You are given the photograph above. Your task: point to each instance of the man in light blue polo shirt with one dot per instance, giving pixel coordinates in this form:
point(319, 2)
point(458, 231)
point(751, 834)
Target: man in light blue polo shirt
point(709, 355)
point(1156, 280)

****************

» **Task to carry out**: Output all the lines of the records as a numbered list, skipping any blank lines.

» **Solution**:
1. You are given the photograph above. Your task: point to each instance of the man in light blue polo shirt with one dot per instance, giving pixel coordinates in this form:
2. point(319, 2)
3. point(458, 231)
4. point(751, 834)
5. Target: man in light blue polo shirt
6. point(709, 355)
7. point(1156, 280)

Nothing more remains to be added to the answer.